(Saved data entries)

#####

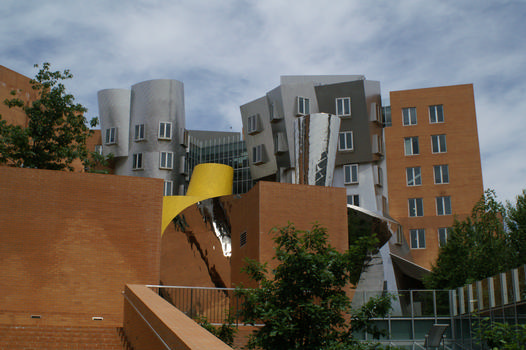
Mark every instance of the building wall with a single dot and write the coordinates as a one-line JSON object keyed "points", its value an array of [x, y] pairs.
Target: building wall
{"points": [[462, 157], [71, 241]]}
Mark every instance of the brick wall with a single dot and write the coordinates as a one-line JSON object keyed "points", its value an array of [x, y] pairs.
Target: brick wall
{"points": [[71, 241]]}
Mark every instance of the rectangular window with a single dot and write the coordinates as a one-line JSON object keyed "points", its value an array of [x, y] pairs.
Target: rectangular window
{"points": [[414, 177], [441, 174], [345, 141], [257, 154], [303, 106], [443, 233], [343, 107], [137, 161], [438, 143], [168, 188], [411, 146], [443, 205], [166, 160], [409, 116], [350, 174], [139, 132], [253, 124], [111, 136], [436, 114], [165, 131], [353, 199], [418, 238], [416, 207]]}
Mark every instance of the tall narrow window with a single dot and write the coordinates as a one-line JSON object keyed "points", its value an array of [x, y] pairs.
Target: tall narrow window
{"points": [[414, 177], [436, 114], [411, 146], [137, 161], [166, 160], [438, 143], [350, 174], [111, 136], [303, 106], [409, 116], [165, 131], [418, 238], [443, 233], [346, 141], [168, 188], [139, 132], [441, 174], [343, 106], [443, 205], [353, 199], [416, 207]]}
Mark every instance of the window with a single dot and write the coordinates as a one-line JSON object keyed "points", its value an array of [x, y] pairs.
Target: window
{"points": [[438, 143], [409, 116], [137, 161], [253, 124], [443, 233], [416, 207], [243, 238], [436, 114], [345, 141], [111, 136], [414, 177], [257, 154], [441, 174], [168, 188], [166, 160], [353, 199], [303, 106], [444, 205], [350, 174], [139, 132], [165, 131], [411, 146], [418, 238], [343, 107]]}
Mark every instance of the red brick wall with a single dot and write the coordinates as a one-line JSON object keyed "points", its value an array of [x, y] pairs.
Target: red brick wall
{"points": [[71, 241]]}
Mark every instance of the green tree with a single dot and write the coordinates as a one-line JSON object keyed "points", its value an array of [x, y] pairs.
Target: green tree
{"points": [[477, 247], [303, 303], [57, 129], [516, 222]]}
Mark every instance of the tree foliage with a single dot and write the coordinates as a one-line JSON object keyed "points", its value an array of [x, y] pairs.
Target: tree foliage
{"points": [[480, 246], [57, 130], [302, 302]]}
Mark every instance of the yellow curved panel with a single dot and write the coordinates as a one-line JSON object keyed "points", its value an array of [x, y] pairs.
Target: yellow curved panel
{"points": [[208, 181]]}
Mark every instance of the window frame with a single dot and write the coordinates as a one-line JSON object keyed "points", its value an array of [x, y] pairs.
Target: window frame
{"points": [[442, 179], [413, 141], [345, 102], [167, 158], [437, 139], [166, 127], [414, 176], [441, 206], [436, 114], [139, 132], [351, 178], [419, 235], [137, 161], [413, 205], [345, 135], [303, 105], [111, 136]]}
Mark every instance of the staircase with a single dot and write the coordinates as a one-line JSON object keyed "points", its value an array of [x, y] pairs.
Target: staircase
{"points": [[25, 337]]}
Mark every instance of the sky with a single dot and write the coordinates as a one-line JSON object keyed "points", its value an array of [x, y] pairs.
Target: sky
{"points": [[230, 52]]}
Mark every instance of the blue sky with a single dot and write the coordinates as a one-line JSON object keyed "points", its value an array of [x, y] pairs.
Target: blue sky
{"points": [[230, 52]]}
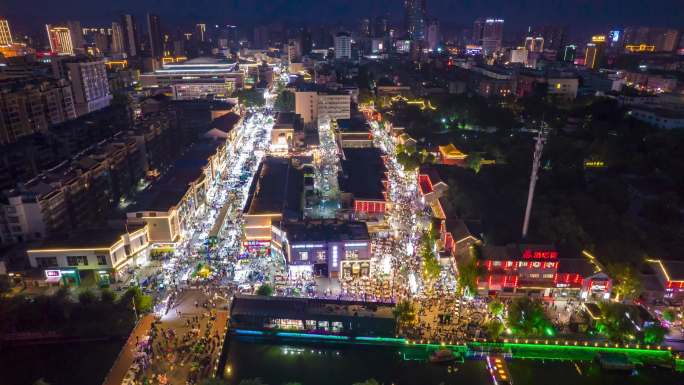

#####

**TASK DETAILS:** Only the lines from the one containing "Mark every instance of the yellow" through the last line of the entries above, both included, belong in the answer, written out exactly; pictures do not.

**EXERCISE RESULT:**
Mark every instance of the yellow curved panel with a single dot and write the coordinates as a one-line JSON object keyed "points", its value an array of [x, y] pairs.
Target: yellow curved panel
{"points": [[208, 181]]}
Mark every instance of the window frame with a single dot and write the coordinates as a one-line JSON object keyed "points", its value an array of [x, y] pairs.
Target: window frame
{"points": [[442, 179], [413, 141], [345, 102], [167, 158], [437, 139], [166, 127], [414, 176], [441, 206], [436, 114], [139, 132], [351, 178], [419, 235], [137, 161], [413, 205], [345, 135], [303, 105], [111, 136]]}
Mark every instance of the staircase with a single dot and write the coordinates as a one-line JSON object keyed "points", its value an array of [x, y] pairs.
Target: staircase
{"points": [[25, 337]]}
Mark every instance of the sky with a single dot and write the coordinates as a one-line JSON object keyed "points", its value an array of [x, y] pairs.
Target: sky
{"points": [[230, 52]]}
Mark every instance of the blue sky with a single dot and write the coordinates as a one-line JSON object keyed "points", its value an array of [x, y] pairs.
Target: blue sky
{"points": [[230, 52]]}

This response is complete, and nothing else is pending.